* [STATED GOAL]:
In the material below, repeat only the lines from the one that holds "Point out every instance of the gray" through the final line, exactly as they stand.

* [STORED ROWS]:
╭──
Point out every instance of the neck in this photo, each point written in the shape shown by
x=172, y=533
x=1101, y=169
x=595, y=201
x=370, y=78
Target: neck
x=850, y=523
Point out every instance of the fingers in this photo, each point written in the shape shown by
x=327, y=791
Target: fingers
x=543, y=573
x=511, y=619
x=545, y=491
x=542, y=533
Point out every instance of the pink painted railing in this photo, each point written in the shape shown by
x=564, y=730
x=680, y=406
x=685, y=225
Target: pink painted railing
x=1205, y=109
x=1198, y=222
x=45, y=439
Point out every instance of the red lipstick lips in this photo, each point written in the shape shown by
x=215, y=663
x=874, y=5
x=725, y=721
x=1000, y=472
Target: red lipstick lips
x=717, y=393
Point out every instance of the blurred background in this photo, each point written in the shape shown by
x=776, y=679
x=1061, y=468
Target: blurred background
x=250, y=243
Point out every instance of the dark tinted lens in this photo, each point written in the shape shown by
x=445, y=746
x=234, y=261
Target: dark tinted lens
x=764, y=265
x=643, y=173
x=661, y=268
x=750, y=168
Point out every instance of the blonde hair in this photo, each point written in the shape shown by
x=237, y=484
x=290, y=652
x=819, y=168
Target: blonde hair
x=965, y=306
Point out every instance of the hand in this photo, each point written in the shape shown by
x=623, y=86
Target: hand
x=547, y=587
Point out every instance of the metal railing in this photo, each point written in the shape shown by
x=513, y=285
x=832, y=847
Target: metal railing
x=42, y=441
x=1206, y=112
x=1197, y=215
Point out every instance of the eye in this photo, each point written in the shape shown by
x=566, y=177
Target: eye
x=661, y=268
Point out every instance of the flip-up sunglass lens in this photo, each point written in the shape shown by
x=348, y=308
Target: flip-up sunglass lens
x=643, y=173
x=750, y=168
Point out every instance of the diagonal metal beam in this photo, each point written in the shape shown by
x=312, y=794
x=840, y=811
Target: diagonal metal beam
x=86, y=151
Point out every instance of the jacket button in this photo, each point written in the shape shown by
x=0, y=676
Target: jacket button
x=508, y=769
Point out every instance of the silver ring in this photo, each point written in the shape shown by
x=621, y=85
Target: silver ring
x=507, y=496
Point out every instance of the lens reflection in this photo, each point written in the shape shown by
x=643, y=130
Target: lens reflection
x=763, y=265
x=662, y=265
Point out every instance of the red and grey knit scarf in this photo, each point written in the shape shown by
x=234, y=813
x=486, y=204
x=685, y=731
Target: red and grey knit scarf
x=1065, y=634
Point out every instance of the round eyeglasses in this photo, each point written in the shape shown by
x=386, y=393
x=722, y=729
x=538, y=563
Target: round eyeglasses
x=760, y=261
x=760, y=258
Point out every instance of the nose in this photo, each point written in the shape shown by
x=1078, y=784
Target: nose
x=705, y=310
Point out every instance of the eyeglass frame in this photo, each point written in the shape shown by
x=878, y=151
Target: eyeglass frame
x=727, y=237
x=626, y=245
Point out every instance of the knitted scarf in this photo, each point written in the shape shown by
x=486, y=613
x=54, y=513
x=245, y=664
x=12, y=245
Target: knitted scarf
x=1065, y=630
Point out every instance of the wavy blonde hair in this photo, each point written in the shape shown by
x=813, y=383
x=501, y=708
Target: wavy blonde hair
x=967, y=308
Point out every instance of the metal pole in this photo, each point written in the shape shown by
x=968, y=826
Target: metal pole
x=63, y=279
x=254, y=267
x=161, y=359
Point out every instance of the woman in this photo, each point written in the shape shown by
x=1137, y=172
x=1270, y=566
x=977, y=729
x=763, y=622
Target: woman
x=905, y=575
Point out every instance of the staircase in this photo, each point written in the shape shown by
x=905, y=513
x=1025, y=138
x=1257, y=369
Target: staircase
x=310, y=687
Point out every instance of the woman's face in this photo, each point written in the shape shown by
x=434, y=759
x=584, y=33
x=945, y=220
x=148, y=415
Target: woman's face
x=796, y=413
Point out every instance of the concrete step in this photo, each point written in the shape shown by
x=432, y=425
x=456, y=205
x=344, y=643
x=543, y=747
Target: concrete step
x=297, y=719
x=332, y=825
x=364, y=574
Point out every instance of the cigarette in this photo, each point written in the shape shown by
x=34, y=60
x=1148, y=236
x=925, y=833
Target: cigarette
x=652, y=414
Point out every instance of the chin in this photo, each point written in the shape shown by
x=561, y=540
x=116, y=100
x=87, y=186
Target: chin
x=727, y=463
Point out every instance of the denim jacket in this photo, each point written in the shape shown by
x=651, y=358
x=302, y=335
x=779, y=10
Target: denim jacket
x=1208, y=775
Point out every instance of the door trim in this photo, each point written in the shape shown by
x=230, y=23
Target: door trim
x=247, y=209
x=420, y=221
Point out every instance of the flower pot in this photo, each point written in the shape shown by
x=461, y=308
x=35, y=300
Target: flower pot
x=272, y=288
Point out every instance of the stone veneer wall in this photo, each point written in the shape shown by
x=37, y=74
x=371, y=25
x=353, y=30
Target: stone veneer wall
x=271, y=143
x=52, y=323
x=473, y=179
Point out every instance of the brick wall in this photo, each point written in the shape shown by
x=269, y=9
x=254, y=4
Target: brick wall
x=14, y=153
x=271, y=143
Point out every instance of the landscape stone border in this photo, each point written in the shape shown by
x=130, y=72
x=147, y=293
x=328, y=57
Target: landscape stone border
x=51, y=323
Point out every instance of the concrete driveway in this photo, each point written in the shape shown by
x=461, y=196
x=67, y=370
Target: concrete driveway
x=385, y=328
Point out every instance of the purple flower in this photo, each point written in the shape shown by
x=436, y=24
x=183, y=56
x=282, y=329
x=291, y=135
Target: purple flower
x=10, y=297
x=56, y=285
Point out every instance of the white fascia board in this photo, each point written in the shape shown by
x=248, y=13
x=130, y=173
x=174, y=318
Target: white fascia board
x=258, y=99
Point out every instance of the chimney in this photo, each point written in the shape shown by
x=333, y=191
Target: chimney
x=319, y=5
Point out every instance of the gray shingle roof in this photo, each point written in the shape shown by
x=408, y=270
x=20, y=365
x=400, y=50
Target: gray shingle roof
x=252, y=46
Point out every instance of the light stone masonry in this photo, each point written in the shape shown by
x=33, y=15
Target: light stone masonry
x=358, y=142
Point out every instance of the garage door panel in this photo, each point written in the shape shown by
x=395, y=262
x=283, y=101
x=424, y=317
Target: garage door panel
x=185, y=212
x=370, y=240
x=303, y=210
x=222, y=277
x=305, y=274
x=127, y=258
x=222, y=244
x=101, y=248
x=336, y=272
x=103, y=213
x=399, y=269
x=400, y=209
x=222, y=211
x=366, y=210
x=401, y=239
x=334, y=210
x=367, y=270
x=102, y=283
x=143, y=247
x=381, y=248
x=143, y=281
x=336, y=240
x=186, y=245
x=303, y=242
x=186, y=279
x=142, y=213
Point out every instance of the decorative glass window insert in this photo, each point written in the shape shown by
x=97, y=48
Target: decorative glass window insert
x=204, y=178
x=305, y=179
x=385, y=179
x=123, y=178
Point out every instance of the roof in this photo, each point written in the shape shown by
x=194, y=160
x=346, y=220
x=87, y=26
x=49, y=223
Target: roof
╰──
* [RESPONSE FOR THIS EXERCISE]:
Point out every instance of the gray shingle roof in this photo, each point written in the shape shown by
x=408, y=270
x=20, y=365
x=400, y=50
Target: gray shingle roof
x=252, y=46
Point out every instance of the light stone masonry in this photo, each point written in the shape shown by
x=33, y=15
Target: light stone masonry
x=358, y=142
Point out every instance of the garage door panel in this photo, each point written in the shape shown by
x=395, y=262
x=283, y=101
x=424, y=317
Target: garage door panel
x=185, y=212
x=370, y=240
x=303, y=210
x=222, y=277
x=305, y=274
x=127, y=258
x=222, y=244
x=101, y=248
x=336, y=272
x=103, y=213
x=399, y=269
x=400, y=209
x=222, y=211
x=366, y=210
x=401, y=239
x=334, y=210
x=367, y=270
x=102, y=283
x=143, y=247
x=381, y=248
x=143, y=281
x=336, y=240
x=186, y=245
x=303, y=242
x=186, y=279
x=142, y=213
Point out every instance of the decorative glass window insert in this photo, each point written in the shape shown by
x=97, y=48
Target: decorative glass window insert
x=204, y=178
x=305, y=179
x=385, y=179
x=123, y=178
Point out every instance of the roof in this photo, each point written in the shape shown by
x=194, y=160
x=346, y=220
x=87, y=26
x=49, y=223
Target: roof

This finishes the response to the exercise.